= Beginning of Section =
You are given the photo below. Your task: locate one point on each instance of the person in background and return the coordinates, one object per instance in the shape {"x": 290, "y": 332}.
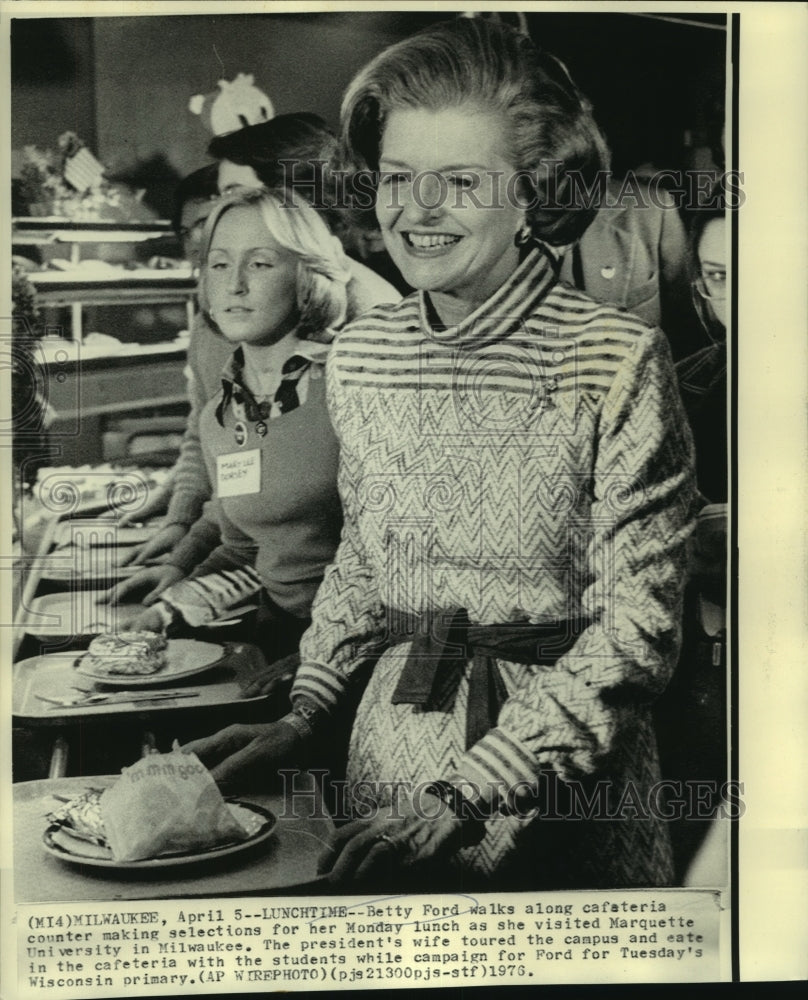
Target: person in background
{"x": 193, "y": 201}
{"x": 695, "y": 701}
{"x": 703, "y": 375}
{"x": 516, "y": 476}
{"x": 289, "y": 151}
{"x": 634, "y": 256}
= End of Section =
Print all the entries again exactly as written, but without the pictures.

You are given the photo below. Your task: locate one point on each instance of the person in background and return the coordinates, one object per instance in the shape {"x": 290, "y": 332}.
Target: person in background
{"x": 193, "y": 201}
{"x": 695, "y": 701}
{"x": 703, "y": 375}
{"x": 516, "y": 476}
{"x": 289, "y": 151}
{"x": 634, "y": 256}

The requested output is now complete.